— START OF Data rows —

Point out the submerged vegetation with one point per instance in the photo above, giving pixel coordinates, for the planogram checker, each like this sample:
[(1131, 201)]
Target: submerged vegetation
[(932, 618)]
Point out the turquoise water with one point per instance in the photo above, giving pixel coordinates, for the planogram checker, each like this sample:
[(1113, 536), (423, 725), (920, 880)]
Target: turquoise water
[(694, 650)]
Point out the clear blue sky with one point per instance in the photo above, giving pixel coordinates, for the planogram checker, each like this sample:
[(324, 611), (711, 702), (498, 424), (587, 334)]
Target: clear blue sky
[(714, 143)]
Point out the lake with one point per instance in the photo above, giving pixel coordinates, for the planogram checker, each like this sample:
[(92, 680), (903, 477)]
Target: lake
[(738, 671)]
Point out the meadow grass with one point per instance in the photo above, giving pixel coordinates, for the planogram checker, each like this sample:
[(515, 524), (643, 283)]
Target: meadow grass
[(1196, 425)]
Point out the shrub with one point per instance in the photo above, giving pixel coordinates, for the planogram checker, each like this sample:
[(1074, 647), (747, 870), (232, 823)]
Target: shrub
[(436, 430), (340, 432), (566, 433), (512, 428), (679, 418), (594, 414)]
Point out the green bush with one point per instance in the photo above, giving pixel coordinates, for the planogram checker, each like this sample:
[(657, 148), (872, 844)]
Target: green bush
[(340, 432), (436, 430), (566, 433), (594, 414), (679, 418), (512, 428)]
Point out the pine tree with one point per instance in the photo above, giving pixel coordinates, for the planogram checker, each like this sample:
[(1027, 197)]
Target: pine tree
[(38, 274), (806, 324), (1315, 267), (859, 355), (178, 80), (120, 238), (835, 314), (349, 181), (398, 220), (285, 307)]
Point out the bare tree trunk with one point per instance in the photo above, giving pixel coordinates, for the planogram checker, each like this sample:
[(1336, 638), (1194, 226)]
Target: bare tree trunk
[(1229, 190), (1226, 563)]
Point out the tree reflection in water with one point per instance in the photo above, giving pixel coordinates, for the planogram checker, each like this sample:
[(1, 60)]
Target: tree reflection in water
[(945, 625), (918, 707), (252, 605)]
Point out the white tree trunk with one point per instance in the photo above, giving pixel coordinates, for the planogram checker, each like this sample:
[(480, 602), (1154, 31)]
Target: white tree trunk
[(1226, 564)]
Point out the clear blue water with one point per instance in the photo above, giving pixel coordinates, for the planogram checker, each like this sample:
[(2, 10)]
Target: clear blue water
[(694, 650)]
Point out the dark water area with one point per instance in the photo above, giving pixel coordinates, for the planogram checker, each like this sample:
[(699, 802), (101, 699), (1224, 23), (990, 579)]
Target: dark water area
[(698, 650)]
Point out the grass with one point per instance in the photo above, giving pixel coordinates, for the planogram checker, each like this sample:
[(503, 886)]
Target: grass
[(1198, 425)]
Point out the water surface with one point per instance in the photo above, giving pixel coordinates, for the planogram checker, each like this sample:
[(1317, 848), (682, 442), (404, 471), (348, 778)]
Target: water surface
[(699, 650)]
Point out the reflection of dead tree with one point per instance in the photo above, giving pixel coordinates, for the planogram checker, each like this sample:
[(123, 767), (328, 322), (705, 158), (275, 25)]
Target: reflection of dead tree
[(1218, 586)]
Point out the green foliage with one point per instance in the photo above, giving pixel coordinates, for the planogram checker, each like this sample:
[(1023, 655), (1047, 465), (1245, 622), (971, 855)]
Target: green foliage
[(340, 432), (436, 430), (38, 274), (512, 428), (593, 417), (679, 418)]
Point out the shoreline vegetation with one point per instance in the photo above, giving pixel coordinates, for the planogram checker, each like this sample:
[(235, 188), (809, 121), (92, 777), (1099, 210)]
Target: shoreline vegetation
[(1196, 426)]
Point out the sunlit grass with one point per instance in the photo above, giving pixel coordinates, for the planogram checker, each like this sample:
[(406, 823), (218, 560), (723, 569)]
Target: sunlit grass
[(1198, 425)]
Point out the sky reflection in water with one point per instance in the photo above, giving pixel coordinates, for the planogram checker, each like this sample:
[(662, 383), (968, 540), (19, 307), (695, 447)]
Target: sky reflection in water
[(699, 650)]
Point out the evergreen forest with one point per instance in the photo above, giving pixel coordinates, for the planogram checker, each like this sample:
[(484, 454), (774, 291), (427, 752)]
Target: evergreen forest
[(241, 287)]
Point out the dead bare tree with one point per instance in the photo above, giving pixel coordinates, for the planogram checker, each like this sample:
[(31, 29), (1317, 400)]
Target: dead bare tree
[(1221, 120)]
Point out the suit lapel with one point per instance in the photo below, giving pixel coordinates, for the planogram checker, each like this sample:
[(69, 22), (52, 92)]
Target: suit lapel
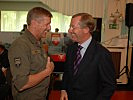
[(86, 58)]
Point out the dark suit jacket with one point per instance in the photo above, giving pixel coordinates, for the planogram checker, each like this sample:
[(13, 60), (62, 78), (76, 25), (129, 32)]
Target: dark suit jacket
[(95, 79)]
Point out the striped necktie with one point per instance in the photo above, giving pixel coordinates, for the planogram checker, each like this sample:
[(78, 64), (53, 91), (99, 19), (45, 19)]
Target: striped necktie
[(77, 60)]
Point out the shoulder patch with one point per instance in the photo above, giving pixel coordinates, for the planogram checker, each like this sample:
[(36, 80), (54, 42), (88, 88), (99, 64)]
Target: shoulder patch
[(17, 61)]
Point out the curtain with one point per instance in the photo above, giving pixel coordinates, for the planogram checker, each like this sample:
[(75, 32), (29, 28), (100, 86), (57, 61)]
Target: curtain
[(70, 7)]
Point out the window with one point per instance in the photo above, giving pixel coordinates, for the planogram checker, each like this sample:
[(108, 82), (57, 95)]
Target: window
[(14, 20)]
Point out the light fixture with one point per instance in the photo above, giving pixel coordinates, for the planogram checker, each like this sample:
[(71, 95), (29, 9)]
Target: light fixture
[(117, 15)]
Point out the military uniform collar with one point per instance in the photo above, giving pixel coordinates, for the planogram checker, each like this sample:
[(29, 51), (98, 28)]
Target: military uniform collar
[(32, 38)]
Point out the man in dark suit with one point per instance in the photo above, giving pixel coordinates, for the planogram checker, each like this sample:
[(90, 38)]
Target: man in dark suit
[(95, 76)]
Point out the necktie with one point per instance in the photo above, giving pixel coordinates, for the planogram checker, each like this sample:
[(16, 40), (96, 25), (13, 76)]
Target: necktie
[(77, 60)]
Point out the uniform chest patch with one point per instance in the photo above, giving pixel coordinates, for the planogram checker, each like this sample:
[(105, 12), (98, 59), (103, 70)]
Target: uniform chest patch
[(36, 52), (17, 61)]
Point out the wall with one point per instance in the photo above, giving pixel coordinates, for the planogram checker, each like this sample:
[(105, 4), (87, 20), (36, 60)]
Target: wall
[(111, 8)]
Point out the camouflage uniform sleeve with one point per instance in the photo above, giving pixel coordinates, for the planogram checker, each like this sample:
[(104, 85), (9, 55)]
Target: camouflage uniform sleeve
[(20, 63)]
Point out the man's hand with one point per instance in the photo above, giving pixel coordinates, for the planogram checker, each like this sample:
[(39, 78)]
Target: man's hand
[(63, 95)]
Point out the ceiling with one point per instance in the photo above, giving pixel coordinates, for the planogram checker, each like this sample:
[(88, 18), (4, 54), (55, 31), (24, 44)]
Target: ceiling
[(22, 0)]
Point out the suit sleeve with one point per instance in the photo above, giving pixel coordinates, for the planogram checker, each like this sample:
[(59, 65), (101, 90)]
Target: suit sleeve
[(107, 74)]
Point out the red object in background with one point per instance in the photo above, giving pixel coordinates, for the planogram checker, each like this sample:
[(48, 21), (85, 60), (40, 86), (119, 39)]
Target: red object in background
[(58, 57)]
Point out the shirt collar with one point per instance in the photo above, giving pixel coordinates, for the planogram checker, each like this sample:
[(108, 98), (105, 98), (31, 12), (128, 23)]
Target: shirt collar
[(32, 38)]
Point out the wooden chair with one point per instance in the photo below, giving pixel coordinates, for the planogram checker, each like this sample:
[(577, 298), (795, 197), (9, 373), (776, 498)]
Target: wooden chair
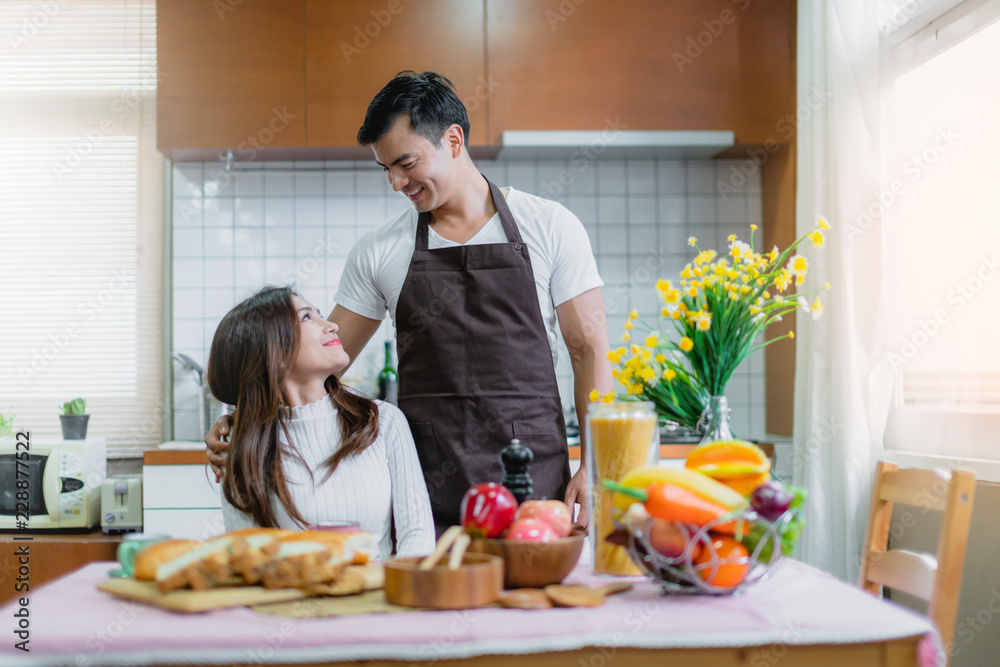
[(937, 580)]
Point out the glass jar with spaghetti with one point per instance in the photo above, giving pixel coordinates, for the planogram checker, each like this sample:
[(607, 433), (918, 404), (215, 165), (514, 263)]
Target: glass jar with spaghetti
[(621, 436)]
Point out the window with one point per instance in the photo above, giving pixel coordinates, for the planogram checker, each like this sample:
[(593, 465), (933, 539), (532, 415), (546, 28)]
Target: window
[(81, 218), (946, 237)]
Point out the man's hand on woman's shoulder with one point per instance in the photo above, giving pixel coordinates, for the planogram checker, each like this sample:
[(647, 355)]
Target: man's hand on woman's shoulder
[(217, 447)]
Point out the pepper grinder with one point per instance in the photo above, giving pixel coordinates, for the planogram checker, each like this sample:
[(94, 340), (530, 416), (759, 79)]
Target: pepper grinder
[(516, 458)]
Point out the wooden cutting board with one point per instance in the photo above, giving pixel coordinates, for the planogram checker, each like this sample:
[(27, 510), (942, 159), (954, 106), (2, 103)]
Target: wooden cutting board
[(187, 601), (355, 579)]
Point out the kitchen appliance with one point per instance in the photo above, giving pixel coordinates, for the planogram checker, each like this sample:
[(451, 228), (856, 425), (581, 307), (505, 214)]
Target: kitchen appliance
[(60, 481), (121, 504)]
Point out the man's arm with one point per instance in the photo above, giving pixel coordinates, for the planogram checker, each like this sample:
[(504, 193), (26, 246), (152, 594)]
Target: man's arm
[(354, 331), (583, 324)]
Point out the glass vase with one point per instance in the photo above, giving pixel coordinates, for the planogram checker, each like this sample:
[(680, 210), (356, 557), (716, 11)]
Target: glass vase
[(621, 436), (716, 420)]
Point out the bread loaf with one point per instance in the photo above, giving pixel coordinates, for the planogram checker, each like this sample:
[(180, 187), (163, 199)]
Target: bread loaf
[(151, 557)]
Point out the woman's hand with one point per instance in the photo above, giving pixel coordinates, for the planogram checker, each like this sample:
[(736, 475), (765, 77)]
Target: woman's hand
[(217, 447), (576, 492)]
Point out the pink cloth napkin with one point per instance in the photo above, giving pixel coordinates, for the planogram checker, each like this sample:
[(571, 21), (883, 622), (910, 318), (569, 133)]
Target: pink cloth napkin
[(74, 623)]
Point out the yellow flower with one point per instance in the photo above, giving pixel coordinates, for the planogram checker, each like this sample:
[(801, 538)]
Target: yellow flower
[(798, 265), (783, 280), (817, 308)]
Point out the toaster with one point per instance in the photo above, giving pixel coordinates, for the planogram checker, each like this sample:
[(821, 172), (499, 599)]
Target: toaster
[(121, 504)]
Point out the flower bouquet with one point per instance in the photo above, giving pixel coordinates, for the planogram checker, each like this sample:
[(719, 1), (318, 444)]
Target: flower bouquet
[(717, 313)]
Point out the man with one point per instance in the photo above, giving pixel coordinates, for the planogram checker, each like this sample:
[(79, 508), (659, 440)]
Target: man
[(474, 279)]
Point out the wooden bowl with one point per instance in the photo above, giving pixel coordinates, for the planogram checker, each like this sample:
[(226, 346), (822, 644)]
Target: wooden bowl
[(476, 582), (534, 564)]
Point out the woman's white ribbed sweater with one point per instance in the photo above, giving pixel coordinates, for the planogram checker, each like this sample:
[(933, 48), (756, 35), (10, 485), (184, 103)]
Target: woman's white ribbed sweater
[(382, 483)]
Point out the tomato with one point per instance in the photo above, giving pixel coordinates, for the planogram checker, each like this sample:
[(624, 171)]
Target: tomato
[(732, 558)]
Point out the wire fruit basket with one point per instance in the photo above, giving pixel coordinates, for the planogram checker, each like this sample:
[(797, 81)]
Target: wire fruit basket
[(698, 567)]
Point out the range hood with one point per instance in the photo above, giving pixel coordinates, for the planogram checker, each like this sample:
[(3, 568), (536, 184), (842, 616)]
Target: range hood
[(613, 144)]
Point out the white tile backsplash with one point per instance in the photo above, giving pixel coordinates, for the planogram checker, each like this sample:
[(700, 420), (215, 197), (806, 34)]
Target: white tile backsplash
[(232, 233)]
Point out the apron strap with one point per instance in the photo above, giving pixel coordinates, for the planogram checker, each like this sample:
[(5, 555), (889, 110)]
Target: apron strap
[(506, 219)]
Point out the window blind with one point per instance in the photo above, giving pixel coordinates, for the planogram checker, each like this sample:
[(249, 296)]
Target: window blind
[(81, 219)]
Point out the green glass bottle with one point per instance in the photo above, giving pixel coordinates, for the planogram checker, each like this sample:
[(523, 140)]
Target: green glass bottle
[(388, 379)]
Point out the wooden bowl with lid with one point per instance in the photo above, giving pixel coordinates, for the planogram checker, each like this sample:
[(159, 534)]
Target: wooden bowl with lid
[(476, 582), (534, 564)]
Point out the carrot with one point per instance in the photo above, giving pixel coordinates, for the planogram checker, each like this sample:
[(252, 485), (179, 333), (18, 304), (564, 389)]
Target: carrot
[(676, 503)]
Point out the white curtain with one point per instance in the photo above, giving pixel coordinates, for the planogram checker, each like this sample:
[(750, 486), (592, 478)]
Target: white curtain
[(843, 382)]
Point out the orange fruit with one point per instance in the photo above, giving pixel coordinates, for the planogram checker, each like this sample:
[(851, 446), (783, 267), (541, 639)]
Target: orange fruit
[(732, 558), (725, 459)]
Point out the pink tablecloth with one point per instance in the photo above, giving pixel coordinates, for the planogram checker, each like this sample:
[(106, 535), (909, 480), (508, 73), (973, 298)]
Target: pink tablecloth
[(72, 623)]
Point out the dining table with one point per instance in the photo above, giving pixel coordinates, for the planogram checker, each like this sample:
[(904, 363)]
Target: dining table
[(798, 615)]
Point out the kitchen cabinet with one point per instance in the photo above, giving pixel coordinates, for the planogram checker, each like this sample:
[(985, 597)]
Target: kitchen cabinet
[(642, 65), (180, 496), (355, 48), (230, 75)]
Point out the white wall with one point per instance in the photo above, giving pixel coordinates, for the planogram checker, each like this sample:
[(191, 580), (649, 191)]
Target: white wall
[(234, 233)]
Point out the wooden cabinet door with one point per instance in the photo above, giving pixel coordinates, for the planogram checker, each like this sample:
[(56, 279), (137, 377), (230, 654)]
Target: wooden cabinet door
[(640, 65), (231, 74), (354, 47)]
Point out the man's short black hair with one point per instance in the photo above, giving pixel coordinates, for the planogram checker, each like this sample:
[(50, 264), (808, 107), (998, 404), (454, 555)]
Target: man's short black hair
[(428, 99)]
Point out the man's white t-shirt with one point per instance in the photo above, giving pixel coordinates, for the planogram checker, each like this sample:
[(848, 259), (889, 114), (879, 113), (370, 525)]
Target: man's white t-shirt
[(561, 258)]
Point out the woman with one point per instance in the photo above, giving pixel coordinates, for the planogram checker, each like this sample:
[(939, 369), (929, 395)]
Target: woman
[(303, 448)]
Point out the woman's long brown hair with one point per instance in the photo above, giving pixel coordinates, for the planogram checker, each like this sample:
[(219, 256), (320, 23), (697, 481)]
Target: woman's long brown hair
[(252, 354)]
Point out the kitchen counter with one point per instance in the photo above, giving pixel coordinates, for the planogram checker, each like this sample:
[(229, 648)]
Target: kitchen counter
[(800, 614)]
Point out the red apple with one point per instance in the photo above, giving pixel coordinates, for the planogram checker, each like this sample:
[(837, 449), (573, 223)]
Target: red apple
[(487, 509), (531, 530), (553, 512)]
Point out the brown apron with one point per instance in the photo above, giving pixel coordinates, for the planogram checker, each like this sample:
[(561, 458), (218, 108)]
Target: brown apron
[(475, 368)]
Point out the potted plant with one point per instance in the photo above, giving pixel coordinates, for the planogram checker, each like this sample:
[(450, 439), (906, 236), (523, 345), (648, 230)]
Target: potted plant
[(74, 419)]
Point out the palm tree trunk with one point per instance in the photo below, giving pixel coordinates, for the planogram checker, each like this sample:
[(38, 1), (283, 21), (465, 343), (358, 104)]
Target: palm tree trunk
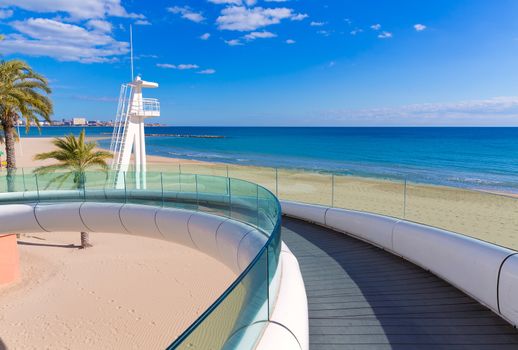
[(10, 155), (85, 240)]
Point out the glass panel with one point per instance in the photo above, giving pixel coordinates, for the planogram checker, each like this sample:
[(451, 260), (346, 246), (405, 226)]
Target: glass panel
[(231, 324), (244, 201), (61, 186), (379, 196)]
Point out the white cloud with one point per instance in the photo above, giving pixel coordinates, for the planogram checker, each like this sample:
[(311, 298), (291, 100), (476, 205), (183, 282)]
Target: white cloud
[(6, 14), (61, 41), (317, 24), (187, 13), (324, 32), (385, 35), (166, 65), (233, 42), (259, 35), (187, 66), (177, 66), (234, 2), (226, 2), (100, 25), (142, 22), (207, 71), (299, 17), (244, 19), (419, 27), (491, 111), (79, 9)]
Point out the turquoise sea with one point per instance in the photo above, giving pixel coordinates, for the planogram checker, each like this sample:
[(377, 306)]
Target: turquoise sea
[(482, 158)]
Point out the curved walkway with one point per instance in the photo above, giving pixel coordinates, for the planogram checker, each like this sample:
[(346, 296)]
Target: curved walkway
[(361, 297)]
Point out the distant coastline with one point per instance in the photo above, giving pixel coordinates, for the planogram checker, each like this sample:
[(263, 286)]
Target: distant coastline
[(474, 158)]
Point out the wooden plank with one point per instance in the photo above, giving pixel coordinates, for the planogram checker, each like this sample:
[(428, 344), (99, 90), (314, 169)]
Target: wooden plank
[(361, 297)]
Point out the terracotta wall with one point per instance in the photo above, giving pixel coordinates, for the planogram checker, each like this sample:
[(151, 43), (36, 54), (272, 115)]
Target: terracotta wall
[(9, 259)]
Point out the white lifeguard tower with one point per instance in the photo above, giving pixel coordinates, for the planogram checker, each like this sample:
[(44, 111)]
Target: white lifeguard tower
[(128, 138)]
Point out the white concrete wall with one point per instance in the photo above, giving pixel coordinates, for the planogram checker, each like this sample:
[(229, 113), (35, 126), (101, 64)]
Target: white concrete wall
[(486, 272), (233, 243)]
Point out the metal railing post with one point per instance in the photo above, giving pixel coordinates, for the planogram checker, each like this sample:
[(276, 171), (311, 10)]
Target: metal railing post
[(23, 178), (37, 187), (404, 197), (332, 190), (125, 188), (197, 196), (162, 187), (229, 198)]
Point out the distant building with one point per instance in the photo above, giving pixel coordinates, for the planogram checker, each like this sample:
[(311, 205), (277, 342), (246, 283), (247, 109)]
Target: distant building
[(79, 121)]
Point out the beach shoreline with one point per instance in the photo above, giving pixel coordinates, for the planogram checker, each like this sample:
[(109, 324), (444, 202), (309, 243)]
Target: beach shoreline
[(486, 215)]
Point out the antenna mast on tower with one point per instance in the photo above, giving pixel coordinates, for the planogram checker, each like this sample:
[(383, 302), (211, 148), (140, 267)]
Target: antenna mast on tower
[(131, 52), (128, 137)]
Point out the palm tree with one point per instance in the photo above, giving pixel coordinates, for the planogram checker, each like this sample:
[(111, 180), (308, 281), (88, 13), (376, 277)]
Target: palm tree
[(75, 157), (23, 95)]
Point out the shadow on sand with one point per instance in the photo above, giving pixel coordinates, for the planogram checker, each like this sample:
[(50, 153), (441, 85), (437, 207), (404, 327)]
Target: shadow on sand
[(361, 297), (49, 245)]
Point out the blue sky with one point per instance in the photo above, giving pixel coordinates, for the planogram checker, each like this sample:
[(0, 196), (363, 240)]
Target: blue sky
[(291, 62)]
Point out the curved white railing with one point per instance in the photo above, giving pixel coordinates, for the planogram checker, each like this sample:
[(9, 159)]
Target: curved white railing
[(234, 221), (486, 272)]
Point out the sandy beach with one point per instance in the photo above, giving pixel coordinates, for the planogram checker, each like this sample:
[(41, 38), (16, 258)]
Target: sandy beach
[(483, 215), (68, 299), (126, 292)]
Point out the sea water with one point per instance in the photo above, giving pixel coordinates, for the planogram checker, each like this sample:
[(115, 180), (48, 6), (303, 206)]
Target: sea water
[(482, 158)]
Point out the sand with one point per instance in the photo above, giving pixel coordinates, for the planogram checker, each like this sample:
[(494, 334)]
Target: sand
[(126, 292), (491, 217)]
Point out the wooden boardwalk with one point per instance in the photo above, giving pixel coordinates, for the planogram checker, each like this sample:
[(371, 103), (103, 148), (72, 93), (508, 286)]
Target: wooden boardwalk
[(361, 297)]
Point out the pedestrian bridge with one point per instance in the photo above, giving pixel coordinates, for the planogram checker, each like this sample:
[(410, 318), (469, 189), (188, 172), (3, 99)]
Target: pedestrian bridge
[(395, 285)]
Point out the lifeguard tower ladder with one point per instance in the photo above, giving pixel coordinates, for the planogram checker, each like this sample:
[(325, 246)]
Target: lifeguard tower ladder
[(128, 138)]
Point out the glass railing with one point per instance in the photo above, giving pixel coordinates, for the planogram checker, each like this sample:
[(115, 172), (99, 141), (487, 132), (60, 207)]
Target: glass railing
[(237, 319), (481, 214)]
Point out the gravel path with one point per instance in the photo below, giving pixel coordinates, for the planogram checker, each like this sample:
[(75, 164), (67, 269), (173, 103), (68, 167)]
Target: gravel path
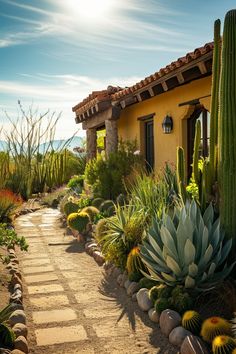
[(71, 306)]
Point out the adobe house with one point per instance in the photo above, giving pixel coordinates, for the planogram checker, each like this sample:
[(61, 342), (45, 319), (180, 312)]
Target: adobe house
[(160, 111)]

— END OF Data rows —

Given request - Please quote the records above exactly, beginning at the line that contains "Point out the gravel" and ending at their last line. Leave the pictures out.

Output of the task -
Point out the gravel path with one point per instance in the photo below, giving pixel coordinates, for the planogram checker, each like this sample:
[(75, 164), (67, 269), (173, 103), (68, 167)]
Target: gravel path
[(71, 306)]
Point out the adobe house with one point per instance in the photo above, giving pixel coordinates, for the planogram checker, each like this sample:
[(61, 342), (45, 319), (180, 312)]
Target: adobe house
[(160, 111)]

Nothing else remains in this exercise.